[Begin]
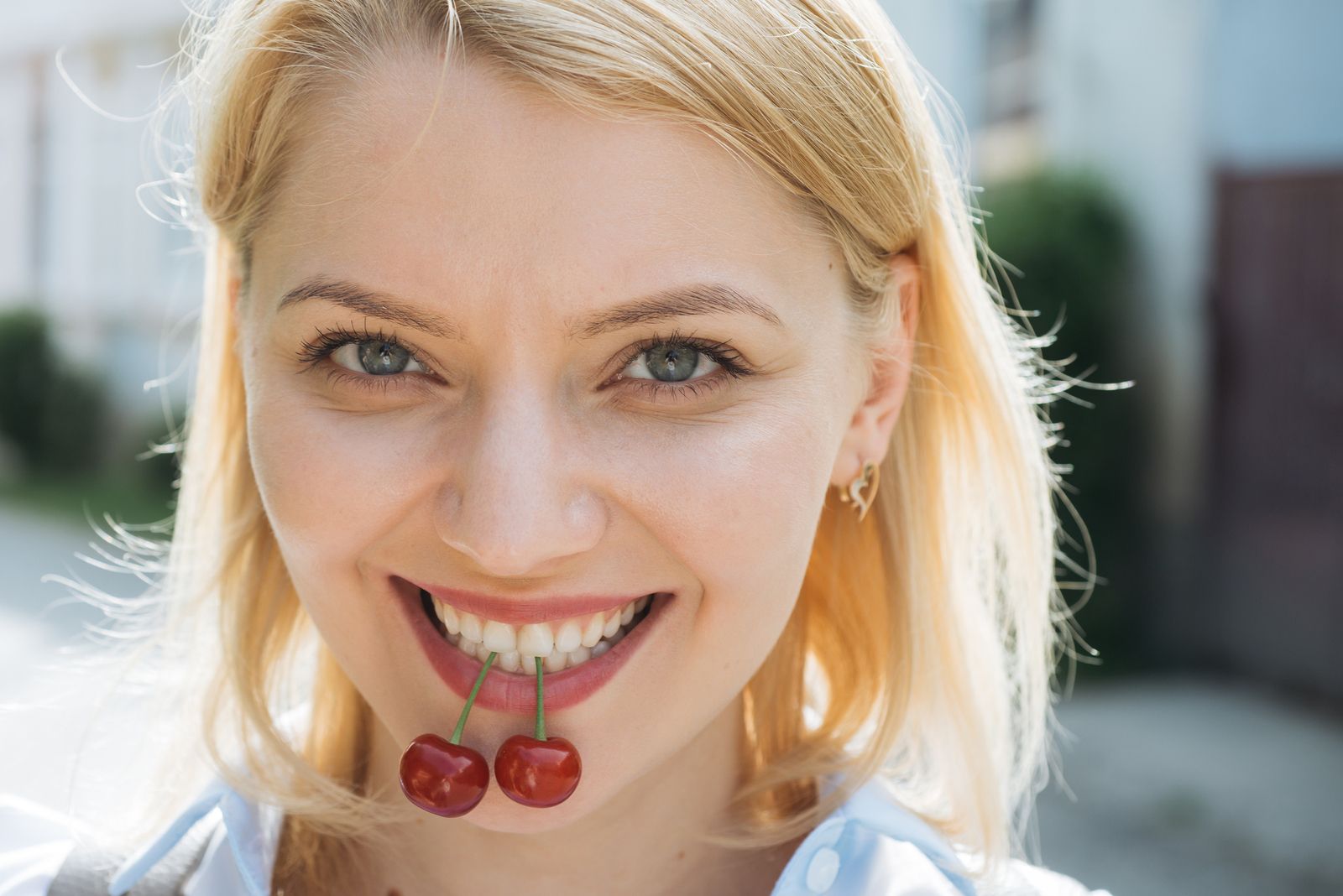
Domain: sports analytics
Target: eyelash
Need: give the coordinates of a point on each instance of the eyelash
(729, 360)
[End]
[Begin]
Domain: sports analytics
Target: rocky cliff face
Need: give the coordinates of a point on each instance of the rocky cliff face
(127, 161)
[End]
> _Written request_
Pull out every line of the material above that contains the word "Need", and copy each one.

> _Final result_
Need: give the coordinates of a point on each instance of the eyelash
Need: give the coordinates of a point on each instance of the rocky cliff face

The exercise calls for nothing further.